EXTRACT PROVIDED

Turing test with exam answers: Can I sniff out the AI?

AI and student assessment (image by Mike MacKenzie, www.vpnsrus.com)

In the Finnish daily newspaper Helsingin Sanomat, GPT-3 and Laura Ketonen from the University of Jyväskylä discuss how AI will affect student assessment (Tekoäly ravistelee opiskelijoiden arviointia, English: Artificial intelligence shakes up student assessment). One of the obvious "applications" of AI would be exam cheating.

Laura's opinion piece provoked quite a few reactions. Some answered that AI produces hollow text. Others mentioned that AI does not have courage and initiative. It feels like we, as a human species, will soon be struggling with a generalized inferiority complex.

In a natural science exam situation at the BSc or MSc level, the initiative is with the teacher, and the students are, by definition, reactive. How do you define hollow text when asking to explain glycoengineering? In life science, courage and initiative are essential features for any aspiring scientist. But without a solid body of knowledge as the foundation, courage and initiative rarely will lead to impactful new developments. At this moment, we cannot yet outsource this foundation to AI. Hence, we require from students a solid body of knowledge from which courage and initiative can draw to flourish. Perhaps, low-hanging fruits can be picked with courage and initiative alone. But solving today's problems requires, in addition, a solid body of knowledge ("standing on the shoulders of giants").

When judging AI, we likely make the same mistakes as humans do with all new technologies: We overestimate its impact in the short run but underestimate its impact in the long run. Over and again, (narrow) AI has managed to break into fields that were previously reserved for humans. There is no reason to assume that this development will not continue. It may well be that the presently dominant approaches to AI (deep learning, machine learning, neural networks, statistical approaches) will not lead to major future breakthroughs toward human-like general AI, perhaps even self-aware AI. We don't even know how human consciousness comes about. On the other hand, I agree with Daniel Dennett's idea that there might be no hard problem of consciousness: Consciousness is what you get when you have solved all the easy problems. In any case, if a non-self-aware AI becomes indistinguishable from a self-aware AI, what's the difference, and how would we be able to know? I am sure that at one point, we will also be able to outsource our knowledge completely. With Google, we have even started to make baby steps in this direction, but we need a better computer-brain interface to fully embrace the concept of knowledge outsourcing.

TASKS AND EXERCISES
a) According to the post on AI and student assessment, what mistake do we likely make when judging AI?
b) Reproduce the passage of the post on AI and student assessment between "AI and student" and "be exam cheating.", inclusive.
c) Decide whether each statement agrees with the post on AI and student assessment, answering yes or no and quoting the words of the post that settle it. (i) Laura Ketonen is from the University of Helsinki. (ii) The author agrees with Daniel Dennett that there might be no hard problem of consciousness. (iii) The foundation of knowledge can already be outsourced to AI.

DATASET
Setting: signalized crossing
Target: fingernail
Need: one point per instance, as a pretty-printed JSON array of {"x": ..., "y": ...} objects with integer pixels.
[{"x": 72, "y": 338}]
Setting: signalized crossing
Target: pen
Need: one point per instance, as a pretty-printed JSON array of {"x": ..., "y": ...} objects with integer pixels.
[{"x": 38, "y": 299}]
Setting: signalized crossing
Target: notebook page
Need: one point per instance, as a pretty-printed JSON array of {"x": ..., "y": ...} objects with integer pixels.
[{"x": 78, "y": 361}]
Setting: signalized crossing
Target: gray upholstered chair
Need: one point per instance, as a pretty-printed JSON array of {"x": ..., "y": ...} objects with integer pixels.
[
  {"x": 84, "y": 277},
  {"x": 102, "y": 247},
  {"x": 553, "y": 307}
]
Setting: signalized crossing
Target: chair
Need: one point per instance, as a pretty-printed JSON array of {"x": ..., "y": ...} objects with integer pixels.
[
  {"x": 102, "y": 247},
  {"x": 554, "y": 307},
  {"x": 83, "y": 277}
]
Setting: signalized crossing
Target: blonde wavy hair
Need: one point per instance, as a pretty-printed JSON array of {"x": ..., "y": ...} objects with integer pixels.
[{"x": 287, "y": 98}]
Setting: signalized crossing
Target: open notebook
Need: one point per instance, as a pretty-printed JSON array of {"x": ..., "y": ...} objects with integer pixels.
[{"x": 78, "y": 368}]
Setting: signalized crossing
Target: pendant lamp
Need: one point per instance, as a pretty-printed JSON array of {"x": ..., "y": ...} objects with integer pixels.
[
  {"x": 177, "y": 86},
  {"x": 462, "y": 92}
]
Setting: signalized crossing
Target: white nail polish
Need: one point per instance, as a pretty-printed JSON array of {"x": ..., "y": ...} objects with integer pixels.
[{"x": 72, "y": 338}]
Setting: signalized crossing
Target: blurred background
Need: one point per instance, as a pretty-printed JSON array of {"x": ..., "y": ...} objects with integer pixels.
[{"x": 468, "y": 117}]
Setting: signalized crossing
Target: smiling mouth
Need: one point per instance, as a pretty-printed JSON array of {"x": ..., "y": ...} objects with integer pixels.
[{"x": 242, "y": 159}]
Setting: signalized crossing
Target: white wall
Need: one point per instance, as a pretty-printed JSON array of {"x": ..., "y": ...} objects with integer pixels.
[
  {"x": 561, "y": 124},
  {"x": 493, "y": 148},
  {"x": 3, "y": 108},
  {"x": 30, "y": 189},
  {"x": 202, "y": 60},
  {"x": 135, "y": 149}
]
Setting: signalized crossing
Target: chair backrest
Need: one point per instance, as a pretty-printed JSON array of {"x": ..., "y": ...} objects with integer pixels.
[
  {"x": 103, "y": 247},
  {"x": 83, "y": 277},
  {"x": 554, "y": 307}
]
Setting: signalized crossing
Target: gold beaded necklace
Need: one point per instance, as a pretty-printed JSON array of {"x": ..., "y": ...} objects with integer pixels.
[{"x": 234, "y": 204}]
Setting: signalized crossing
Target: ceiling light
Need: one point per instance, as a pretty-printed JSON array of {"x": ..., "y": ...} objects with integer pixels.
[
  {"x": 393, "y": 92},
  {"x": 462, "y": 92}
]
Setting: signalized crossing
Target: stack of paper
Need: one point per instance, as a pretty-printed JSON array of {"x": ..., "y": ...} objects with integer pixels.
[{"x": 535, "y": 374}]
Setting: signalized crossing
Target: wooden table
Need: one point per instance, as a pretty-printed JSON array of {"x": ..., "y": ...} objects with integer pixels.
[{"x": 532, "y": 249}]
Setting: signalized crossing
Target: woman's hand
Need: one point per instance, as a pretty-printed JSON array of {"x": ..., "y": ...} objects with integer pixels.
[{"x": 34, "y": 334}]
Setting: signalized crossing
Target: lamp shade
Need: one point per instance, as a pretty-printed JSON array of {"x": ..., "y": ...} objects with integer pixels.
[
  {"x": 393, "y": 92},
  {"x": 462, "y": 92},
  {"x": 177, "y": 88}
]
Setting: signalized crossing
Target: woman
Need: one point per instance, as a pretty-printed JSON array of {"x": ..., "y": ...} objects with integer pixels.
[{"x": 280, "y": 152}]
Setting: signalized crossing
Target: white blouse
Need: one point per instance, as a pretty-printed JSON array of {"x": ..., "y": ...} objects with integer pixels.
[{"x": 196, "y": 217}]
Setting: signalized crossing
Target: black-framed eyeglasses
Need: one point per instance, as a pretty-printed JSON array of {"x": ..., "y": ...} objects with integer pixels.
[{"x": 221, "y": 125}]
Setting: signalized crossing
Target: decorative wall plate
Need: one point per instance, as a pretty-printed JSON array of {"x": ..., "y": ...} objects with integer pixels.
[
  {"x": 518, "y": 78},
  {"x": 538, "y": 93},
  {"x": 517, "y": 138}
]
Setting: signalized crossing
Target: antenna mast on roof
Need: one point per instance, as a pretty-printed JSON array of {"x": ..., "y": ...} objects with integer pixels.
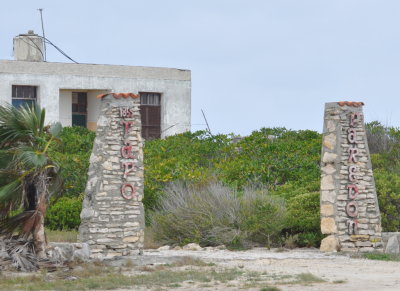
[
  {"x": 209, "y": 130},
  {"x": 44, "y": 36}
]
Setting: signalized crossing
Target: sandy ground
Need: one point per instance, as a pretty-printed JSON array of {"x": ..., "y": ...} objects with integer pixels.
[{"x": 348, "y": 273}]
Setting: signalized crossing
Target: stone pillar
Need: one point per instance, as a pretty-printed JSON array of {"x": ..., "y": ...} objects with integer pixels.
[
  {"x": 112, "y": 217},
  {"x": 349, "y": 207}
]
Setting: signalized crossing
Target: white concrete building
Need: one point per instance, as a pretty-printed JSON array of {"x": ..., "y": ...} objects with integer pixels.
[{"x": 68, "y": 91}]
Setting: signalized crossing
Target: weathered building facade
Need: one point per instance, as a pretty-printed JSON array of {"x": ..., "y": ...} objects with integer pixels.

RESULTS OF THE EXERCISE
a) We overestimate its impact in the short run but underestimate its impact in the long run.

b)
AI and student assessment (image by Mike MacKenzie, www.vpnsrus.com)

In the Finnish daily newspaper Helsingin Sanomat, GPT-3 and Laura Ketonen from the University of Jyväskylä discuss how AI will affect student assessment (Tekoäly ravistelee opiskelijoiden arviointia, English: Artificial intelligence shakes up student assessment). One of the obvious "applications" of AI would be exam cheating.

c)
(i) No: "Laura Ketonen from the University of Jyväskylä"
(ii) Yes: "I agree with Daniel Dennett's idea that there might be no hard problem of consciousness"
(iii) No: "At this moment, we cannot yet outsource this foundation to AI."